## Short task
Convert the entire listing below into a JSON array of strings, one string per line, omitting any blank lines.

## Task input
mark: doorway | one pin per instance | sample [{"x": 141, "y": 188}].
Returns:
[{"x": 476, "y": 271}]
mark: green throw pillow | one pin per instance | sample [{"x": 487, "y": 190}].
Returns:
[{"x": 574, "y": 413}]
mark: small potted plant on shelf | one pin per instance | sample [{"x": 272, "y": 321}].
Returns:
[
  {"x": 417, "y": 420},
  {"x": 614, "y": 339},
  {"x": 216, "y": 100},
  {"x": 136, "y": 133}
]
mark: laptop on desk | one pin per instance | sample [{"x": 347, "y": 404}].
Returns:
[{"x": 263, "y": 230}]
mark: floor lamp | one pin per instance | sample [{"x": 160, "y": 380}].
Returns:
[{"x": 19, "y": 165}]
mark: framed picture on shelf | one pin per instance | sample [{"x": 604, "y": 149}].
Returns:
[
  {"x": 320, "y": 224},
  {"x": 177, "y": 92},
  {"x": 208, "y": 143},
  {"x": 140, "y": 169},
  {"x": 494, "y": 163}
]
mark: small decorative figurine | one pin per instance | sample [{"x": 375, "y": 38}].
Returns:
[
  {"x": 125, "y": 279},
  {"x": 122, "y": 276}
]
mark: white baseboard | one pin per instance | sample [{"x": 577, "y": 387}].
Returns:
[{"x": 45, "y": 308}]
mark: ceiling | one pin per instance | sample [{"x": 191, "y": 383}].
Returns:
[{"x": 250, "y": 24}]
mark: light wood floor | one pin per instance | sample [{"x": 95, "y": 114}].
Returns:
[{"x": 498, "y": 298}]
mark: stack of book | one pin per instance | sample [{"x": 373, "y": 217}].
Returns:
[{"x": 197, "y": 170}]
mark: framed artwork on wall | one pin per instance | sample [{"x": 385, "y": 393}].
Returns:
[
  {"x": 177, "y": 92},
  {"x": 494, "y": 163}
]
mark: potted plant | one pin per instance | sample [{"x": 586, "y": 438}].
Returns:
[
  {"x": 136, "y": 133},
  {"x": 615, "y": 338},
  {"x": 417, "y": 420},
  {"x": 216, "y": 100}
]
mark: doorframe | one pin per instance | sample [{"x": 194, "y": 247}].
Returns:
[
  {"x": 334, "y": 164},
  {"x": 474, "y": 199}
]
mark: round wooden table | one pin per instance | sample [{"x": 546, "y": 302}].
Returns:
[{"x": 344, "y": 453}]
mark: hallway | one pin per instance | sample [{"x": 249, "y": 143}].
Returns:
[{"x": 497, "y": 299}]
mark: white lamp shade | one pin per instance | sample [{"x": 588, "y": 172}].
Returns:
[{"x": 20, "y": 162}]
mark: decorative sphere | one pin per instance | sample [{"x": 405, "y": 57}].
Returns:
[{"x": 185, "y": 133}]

## Result
[
  "mark: doorway | one pin per instance | sample [{\"x\": 141, \"y\": 188}].",
  "Returns:",
  "[{\"x\": 476, \"y\": 271}]",
  "mark: green throw pillow | one pin per instance | sample [{\"x\": 487, \"y\": 190}].",
  "Returns:",
  "[{\"x\": 574, \"y\": 413}]",
  "mark: small potted plant on shelf | one pin per instance | sample [{\"x\": 272, \"y\": 321}].",
  "Returns:",
  "[",
  "  {\"x\": 417, \"y\": 420},",
  "  {\"x\": 614, \"y\": 339},",
  "  {\"x\": 216, \"y\": 100},",
  "  {\"x\": 136, \"y\": 133}",
  "]",
  "mark: laptop on desk | one pin per instance | sample [{\"x\": 347, \"y\": 404}].",
  "Returns:",
  "[{\"x\": 263, \"y\": 230}]",
  "mark: floor lamp | one pin per instance | sample [{\"x\": 160, \"y\": 380}].",
  "Returns:",
  "[{\"x\": 19, \"y\": 165}]",
  "mark: framed picture on shelf | one pin per instance | sample [{\"x\": 604, \"y\": 149}].",
  "Returns:",
  "[",
  "  {\"x\": 320, \"y\": 224},",
  "  {\"x\": 177, \"y\": 92},",
  "  {\"x\": 208, \"y\": 143},",
  "  {\"x\": 140, \"y\": 169},",
  "  {\"x\": 494, \"y\": 163}",
  "]",
  "mark: small decorative figurine | one pin per instance | sample [{\"x\": 375, \"y\": 38}].",
  "Returns:",
  "[",
  "  {\"x\": 125, \"y\": 279},",
  "  {\"x\": 122, \"y\": 276}",
  "]",
  "mark: white baseboard | one pin per instance | sample [{\"x\": 577, \"y\": 387}].",
  "Returns:",
  "[{\"x\": 45, \"y\": 308}]",
  "mark: ceiling | one pin per instance | sample [{\"x\": 191, \"y\": 383}].",
  "Returns:",
  "[{\"x\": 250, \"y\": 24}]",
  "mark: light wood floor | one pin per instance | sample [{\"x\": 95, \"y\": 114}].",
  "Returns:",
  "[{\"x\": 498, \"y\": 298}]",
  "mark: stack of book | one pin per instance | sample [{\"x\": 373, \"y\": 217}].",
  "Returns:",
  "[{\"x\": 197, \"y\": 170}]",
  "mark: framed artwork on wall | one pin per instance | sample [{\"x\": 385, \"y\": 393}].",
  "Returns:",
  "[",
  "  {\"x\": 177, \"y\": 92},",
  "  {\"x\": 494, \"y\": 163}",
  "]",
  "mark: potted plant | one pin per instance | sample [{\"x\": 586, \"y\": 438}].",
  "Returns:",
  "[",
  "  {\"x\": 136, \"y\": 133},",
  "  {\"x\": 615, \"y\": 338},",
  "  {\"x\": 417, \"y\": 420},",
  "  {\"x\": 216, \"y\": 100}",
  "]",
  "mark: doorframe | one pin per instance | sample [{\"x\": 194, \"y\": 247}].",
  "Returns:",
  "[",
  "  {\"x\": 334, \"y\": 164},",
  "  {\"x\": 474, \"y\": 199}",
  "]",
  "mark: round wooden table | one pin per instance | sample [{\"x\": 546, \"y\": 302}].",
  "Returns:",
  "[{\"x\": 344, \"y\": 453}]",
  "mark: hallway | one pin per instance | sample [{\"x\": 249, \"y\": 143}].",
  "Returns:",
  "[{\"x\": 497, \"y\": 299}]",
  "mark: white lamp shade | one pin per instance | sample [{\"x\": 588, \"y\": 172}].",
  "Returns:",
  "[{\"x\": 20, \"y\": 162}]",
  "mark: decorative sphere | one pin per instance | sample [{\"x\": 405, \"y\": 57}].",
  "Returns:",
  "[{\"x\": 185, \"y\": 133}]"
]